DATASET Block Start

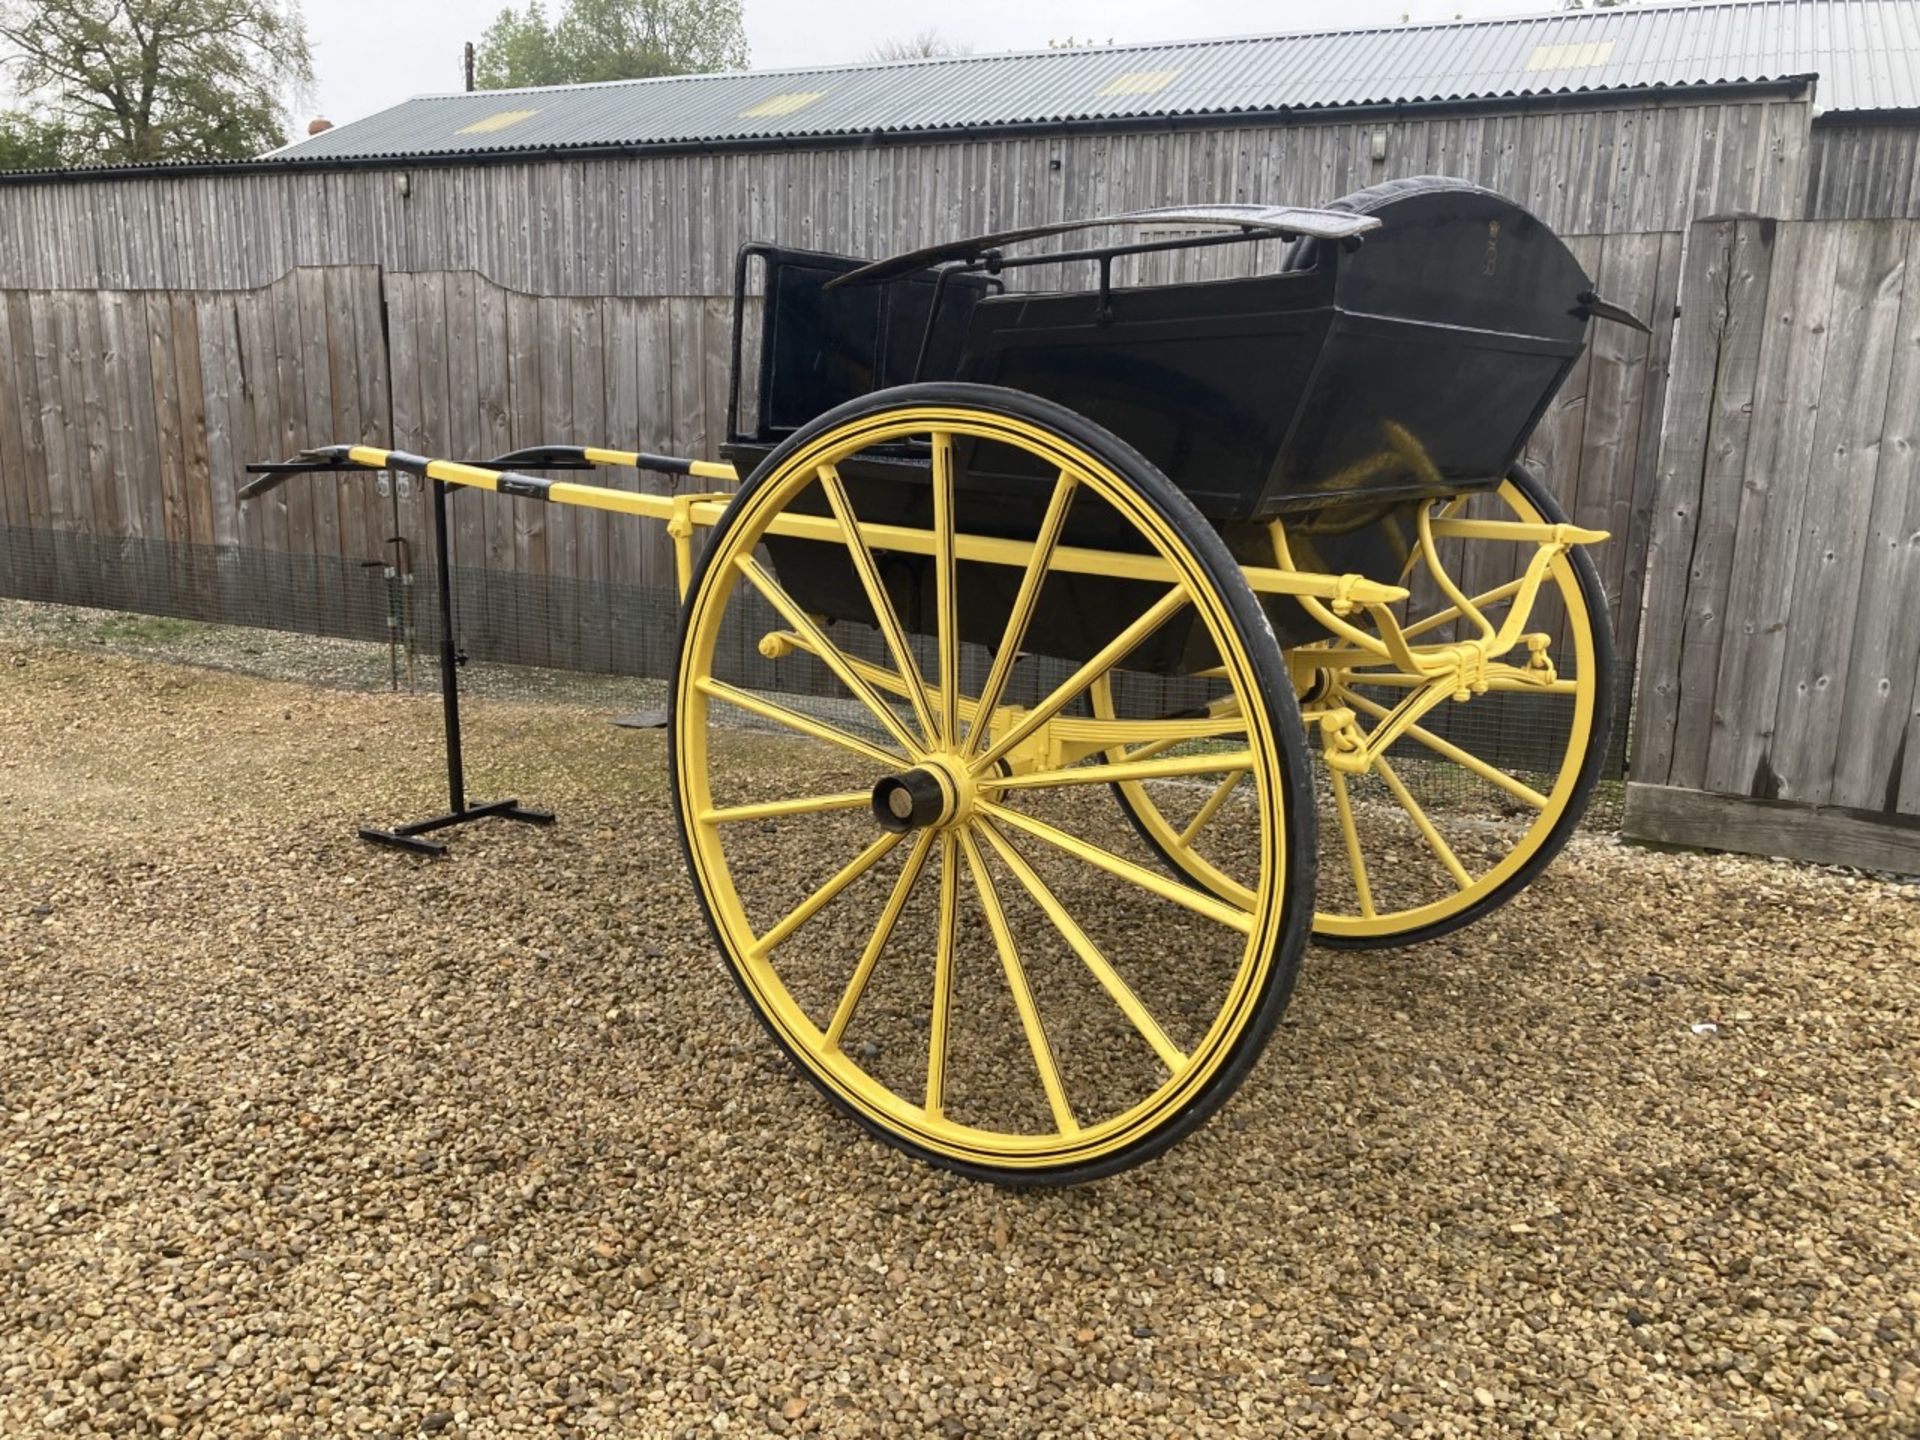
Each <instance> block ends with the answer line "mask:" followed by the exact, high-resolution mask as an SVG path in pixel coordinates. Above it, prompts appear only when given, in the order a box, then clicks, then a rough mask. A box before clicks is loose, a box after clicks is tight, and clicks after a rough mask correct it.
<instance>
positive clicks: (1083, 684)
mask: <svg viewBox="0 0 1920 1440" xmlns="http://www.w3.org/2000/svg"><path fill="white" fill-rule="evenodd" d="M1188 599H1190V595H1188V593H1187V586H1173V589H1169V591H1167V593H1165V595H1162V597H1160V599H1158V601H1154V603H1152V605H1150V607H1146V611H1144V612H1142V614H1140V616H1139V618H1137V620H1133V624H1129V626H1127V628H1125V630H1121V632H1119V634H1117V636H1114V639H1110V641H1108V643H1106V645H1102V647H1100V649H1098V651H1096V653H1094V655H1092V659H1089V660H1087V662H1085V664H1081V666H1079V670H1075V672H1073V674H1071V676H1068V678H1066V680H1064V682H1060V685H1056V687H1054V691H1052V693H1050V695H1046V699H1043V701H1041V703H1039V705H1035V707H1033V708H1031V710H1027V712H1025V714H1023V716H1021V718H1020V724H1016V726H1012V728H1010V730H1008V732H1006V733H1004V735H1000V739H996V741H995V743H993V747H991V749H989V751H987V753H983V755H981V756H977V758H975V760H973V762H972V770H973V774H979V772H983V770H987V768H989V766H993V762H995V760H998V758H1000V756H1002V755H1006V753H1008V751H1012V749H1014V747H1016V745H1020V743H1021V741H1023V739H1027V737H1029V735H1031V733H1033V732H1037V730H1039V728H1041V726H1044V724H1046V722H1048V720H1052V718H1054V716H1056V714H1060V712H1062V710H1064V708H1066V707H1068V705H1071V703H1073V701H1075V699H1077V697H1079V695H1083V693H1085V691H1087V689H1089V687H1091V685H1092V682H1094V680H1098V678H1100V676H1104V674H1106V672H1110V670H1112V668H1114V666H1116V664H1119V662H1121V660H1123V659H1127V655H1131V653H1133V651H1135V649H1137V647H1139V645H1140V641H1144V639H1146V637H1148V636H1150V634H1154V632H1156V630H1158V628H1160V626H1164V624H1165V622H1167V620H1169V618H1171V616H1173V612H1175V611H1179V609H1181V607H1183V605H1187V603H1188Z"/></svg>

DATASET Block End
DATASET Block Start

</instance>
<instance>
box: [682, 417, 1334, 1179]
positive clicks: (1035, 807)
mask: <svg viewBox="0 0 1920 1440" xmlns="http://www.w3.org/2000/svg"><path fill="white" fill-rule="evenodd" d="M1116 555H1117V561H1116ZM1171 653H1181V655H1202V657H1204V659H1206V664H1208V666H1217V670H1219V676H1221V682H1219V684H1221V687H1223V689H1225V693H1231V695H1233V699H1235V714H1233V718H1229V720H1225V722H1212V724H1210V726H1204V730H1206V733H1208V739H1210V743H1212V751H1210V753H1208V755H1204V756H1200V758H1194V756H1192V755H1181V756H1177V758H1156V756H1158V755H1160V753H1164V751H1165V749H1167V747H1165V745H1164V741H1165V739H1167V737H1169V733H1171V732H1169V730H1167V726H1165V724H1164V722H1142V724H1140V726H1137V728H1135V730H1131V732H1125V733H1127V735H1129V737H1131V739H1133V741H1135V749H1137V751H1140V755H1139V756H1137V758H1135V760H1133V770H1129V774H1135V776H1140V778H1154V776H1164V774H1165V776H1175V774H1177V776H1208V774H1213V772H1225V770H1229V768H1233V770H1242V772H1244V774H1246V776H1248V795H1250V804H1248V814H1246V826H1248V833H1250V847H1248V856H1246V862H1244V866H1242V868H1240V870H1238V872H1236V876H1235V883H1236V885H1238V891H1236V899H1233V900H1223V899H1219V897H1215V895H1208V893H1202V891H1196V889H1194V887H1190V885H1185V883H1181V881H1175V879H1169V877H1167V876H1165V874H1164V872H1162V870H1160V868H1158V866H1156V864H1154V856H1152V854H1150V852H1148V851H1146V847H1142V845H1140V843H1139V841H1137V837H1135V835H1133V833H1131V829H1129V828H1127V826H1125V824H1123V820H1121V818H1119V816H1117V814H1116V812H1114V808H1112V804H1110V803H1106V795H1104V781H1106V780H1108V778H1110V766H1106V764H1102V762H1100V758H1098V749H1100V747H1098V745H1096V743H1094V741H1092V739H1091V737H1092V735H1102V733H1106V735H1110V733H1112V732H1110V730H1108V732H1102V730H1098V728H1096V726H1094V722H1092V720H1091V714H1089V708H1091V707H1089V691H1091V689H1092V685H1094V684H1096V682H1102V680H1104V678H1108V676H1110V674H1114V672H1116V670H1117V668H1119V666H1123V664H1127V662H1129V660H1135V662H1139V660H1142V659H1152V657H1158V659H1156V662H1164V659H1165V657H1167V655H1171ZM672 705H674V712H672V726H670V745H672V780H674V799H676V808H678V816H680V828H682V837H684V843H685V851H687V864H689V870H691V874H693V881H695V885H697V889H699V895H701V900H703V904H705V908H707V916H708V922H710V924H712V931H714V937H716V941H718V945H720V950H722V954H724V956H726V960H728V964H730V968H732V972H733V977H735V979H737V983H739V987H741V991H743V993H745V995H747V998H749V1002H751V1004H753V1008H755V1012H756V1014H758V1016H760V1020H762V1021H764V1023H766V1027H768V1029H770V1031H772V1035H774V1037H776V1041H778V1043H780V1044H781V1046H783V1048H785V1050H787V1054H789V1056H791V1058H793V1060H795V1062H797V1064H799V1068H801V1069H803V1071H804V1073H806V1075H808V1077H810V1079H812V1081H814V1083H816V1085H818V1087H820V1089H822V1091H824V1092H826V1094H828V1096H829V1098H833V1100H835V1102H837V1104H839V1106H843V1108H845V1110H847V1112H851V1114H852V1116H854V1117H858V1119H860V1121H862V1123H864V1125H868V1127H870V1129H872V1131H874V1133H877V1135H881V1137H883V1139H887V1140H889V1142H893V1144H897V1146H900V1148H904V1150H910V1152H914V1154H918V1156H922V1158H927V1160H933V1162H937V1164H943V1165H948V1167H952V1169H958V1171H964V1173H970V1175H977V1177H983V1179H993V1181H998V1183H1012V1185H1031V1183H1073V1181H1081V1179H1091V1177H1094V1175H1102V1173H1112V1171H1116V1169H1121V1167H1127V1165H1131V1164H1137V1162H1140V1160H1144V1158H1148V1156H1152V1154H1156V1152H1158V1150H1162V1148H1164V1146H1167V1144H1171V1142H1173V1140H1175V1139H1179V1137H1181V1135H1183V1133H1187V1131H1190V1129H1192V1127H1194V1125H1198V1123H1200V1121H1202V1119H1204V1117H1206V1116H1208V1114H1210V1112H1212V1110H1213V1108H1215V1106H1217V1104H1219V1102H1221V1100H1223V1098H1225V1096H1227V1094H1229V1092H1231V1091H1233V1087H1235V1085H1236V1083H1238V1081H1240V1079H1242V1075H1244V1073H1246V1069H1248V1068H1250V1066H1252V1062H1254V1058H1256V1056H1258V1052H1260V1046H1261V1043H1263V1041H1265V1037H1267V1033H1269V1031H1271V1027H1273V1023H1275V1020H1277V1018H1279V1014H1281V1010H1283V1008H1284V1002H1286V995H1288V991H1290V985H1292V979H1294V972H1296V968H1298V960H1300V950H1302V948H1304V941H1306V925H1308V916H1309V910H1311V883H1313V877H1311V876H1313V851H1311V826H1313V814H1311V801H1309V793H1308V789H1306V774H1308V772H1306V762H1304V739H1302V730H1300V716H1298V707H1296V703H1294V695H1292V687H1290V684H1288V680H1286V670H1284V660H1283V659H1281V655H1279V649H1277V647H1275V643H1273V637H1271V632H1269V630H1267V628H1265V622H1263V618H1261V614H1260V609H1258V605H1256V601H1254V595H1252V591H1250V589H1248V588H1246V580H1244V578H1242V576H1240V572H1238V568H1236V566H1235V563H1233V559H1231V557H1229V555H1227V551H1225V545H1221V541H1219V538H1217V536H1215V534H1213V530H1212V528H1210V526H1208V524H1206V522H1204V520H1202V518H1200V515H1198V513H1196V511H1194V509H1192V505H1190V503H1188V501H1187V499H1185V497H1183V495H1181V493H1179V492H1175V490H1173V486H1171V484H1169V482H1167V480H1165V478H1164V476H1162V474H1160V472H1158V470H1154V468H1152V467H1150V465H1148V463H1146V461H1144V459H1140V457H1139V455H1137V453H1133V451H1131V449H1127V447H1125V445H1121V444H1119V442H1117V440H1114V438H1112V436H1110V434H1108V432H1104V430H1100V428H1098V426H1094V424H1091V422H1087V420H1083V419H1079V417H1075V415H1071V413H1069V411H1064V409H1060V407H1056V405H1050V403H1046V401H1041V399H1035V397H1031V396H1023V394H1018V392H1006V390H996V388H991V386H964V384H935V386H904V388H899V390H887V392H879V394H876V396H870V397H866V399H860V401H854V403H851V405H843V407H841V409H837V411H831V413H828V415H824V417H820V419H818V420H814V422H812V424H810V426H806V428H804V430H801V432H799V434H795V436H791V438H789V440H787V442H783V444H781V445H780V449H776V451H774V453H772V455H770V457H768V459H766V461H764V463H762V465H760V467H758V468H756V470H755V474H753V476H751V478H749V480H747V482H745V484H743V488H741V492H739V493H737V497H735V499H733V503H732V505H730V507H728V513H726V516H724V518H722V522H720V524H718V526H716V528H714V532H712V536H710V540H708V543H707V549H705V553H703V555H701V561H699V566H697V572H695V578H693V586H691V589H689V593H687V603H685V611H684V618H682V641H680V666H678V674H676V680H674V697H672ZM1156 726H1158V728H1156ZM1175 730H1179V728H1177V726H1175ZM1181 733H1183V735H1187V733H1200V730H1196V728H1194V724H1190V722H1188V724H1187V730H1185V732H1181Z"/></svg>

DATASET Block End

WORK REQUEST >> Scan the records above for the word "instance". Show each line in which it appears.

FINISHED EXERCISE >>
Each <instance> block ends with the answer line "mask:" followed by the exact, high-resolution mask as an SVG path in pixel coordinates. Above it, prompts appear only when given, in the order a box, then clicks, then a rough mask. A box before clicks is loose, a box after clicks is tight, and clicks after a rough mask correct it.
<instance>
</instance>
<instance>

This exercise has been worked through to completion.